Texto proporcionado:

────────

Premín de Iruña

IGNACIO BALEZTENA ASCÁRATE "PREMÍN DE IRUÑA" (PAMPLONA 1887-1972): SU PERSONA, SU VIDA Y SU OBRA

sábado, 25 de enero de 2014

Ignacio Baleztena padre de nuevo y los judíos en Leiza



            Querido lector, la inauguración del Museo (carlista) de Recuerdos Históricos, creado por el aitacho (pinchar aquí y aquí para ver la historia y aquí para hacer una "visita virtual" al museo) el 1 de Julio de 1940 no dio casi tregua a los sanfermines con todo lo que ello suponía para mi padre de alboroto y disfrute. 

 
Desde su juventud Ignacio Baleztena gozó de los sanfermines a tope. En esta foto que guardaba se ve la antigua plaza de toros de Pamplona (anterior a 1922) en una corrida sanferminera en la que murió un caballo en el ruedo. Como curiosidad se ve a un numeroso grupo de mozos vestidos de pamplonicas ya en aquellos años sobre la puerta.
Finalizadas las mezetas, casi seguido, un nuevo motivo de gran alegría llegaba a la familia. La mamita (así llamábamos a mi madre Carmen) daba a luz el 17 de Julio a su octavo hijo, Carlos Baleztena Abarrategui, es decir “Caco”. A los niños nos mandaron a Leiza para que mi madre pudiera recuperarse, y en cuanto pudieron, los felices padres y el nuevo hijo se unieron al resto para pasar como era habitual el veraneo allí.

Familia Baleztena Abarrategui en 1940. Abajo el 8º hijo Carlos (Caco)

────────

Datos proporcionados:
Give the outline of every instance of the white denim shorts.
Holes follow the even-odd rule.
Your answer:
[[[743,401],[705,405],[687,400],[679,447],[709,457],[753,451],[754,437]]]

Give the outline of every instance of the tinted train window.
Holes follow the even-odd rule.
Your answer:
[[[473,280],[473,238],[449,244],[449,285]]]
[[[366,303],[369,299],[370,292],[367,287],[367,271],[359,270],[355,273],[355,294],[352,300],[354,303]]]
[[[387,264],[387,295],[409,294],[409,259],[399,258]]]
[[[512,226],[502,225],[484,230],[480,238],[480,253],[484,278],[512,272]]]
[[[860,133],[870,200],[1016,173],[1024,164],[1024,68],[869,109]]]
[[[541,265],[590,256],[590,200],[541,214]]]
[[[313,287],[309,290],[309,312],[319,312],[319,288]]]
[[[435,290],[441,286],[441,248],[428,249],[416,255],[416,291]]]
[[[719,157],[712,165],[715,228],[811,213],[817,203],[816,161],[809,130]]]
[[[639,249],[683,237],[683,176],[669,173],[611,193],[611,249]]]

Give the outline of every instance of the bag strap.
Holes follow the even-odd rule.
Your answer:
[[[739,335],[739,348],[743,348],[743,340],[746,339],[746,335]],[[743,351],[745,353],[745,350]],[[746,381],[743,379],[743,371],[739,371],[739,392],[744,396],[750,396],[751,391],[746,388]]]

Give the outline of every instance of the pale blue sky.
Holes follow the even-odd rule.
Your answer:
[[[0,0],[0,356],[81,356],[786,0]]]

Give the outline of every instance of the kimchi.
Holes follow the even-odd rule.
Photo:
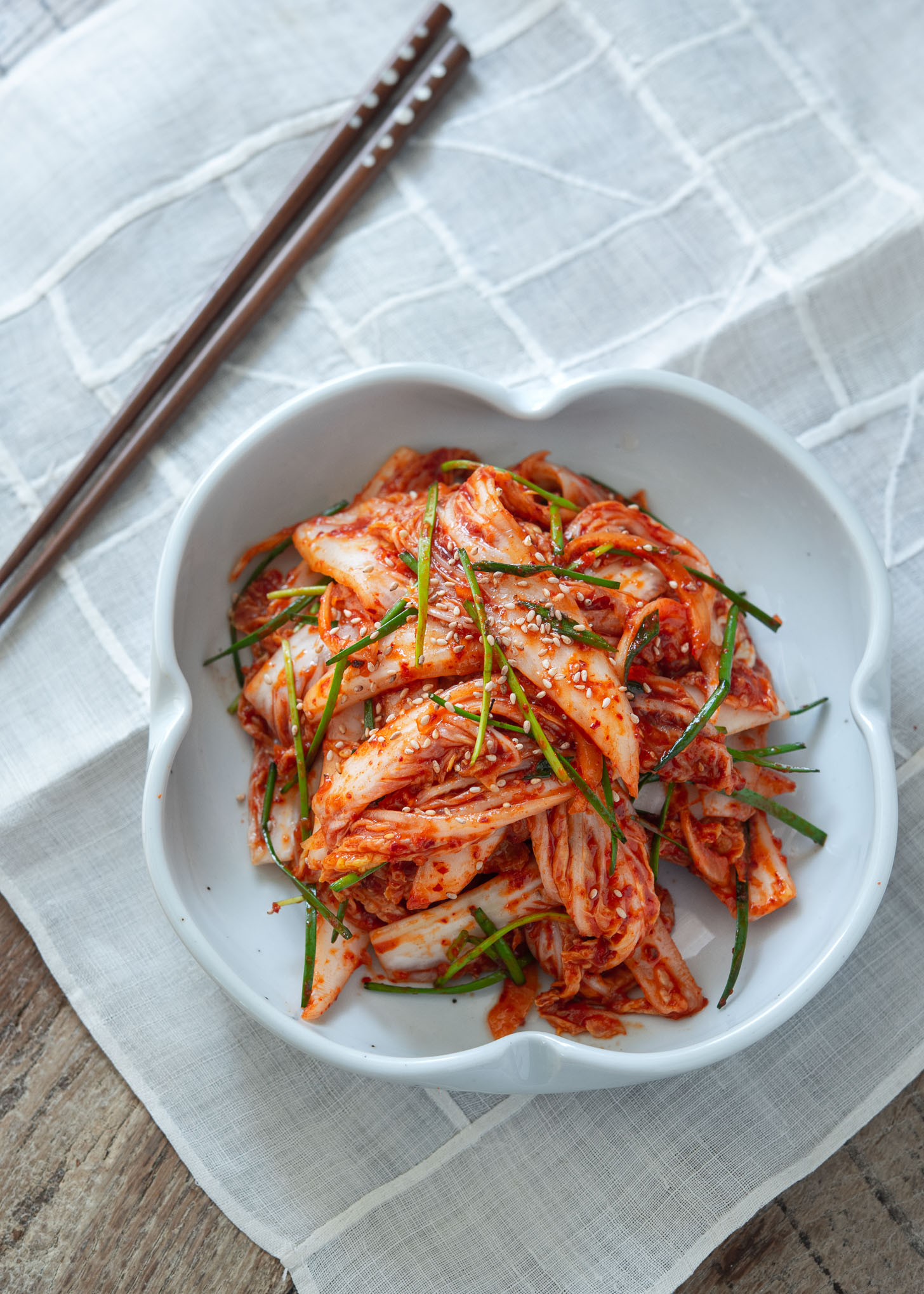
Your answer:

────────

Requisitos de tarea:
Escriba sin alteración alguna el pasaje del texto proporcionado que comienza en "sábado, 25 de" y termina en "sobre la puerta.". Para resolver las tareas, utilice únicamente el texto proporcionado.

Resultado obtenido:
sábado, 25 de enero de 2014

Ignacio Baleztena padre de nuevo y los judíos en Leiza



            Querido lector, la inauguración del Museo (carlista) de Recuerdos Históricos, creado por el aitacho (pinchar aquí y aquí para ver la historia y aquí para hacer una "visita virtual" al museo) el 1 de Julio de 1940 no dio casi tregua a los sanfermines con todo lo que ello suponía para mi padre de alboroto y disfrute. 

 
Desde su juventud Ignacio Baleztena gozó de los sanfermines a tope. En esta foto que guardaba se ve la antigua plaza de toros de Pamplona (anterior a 1922) en una corrida sanferminera en la que murió un caballo en el ruedo. Como curiosidad se ve a un numeroso grupo de mozos vestidos de pamplonicas ya en aquellos años sobre la puerta.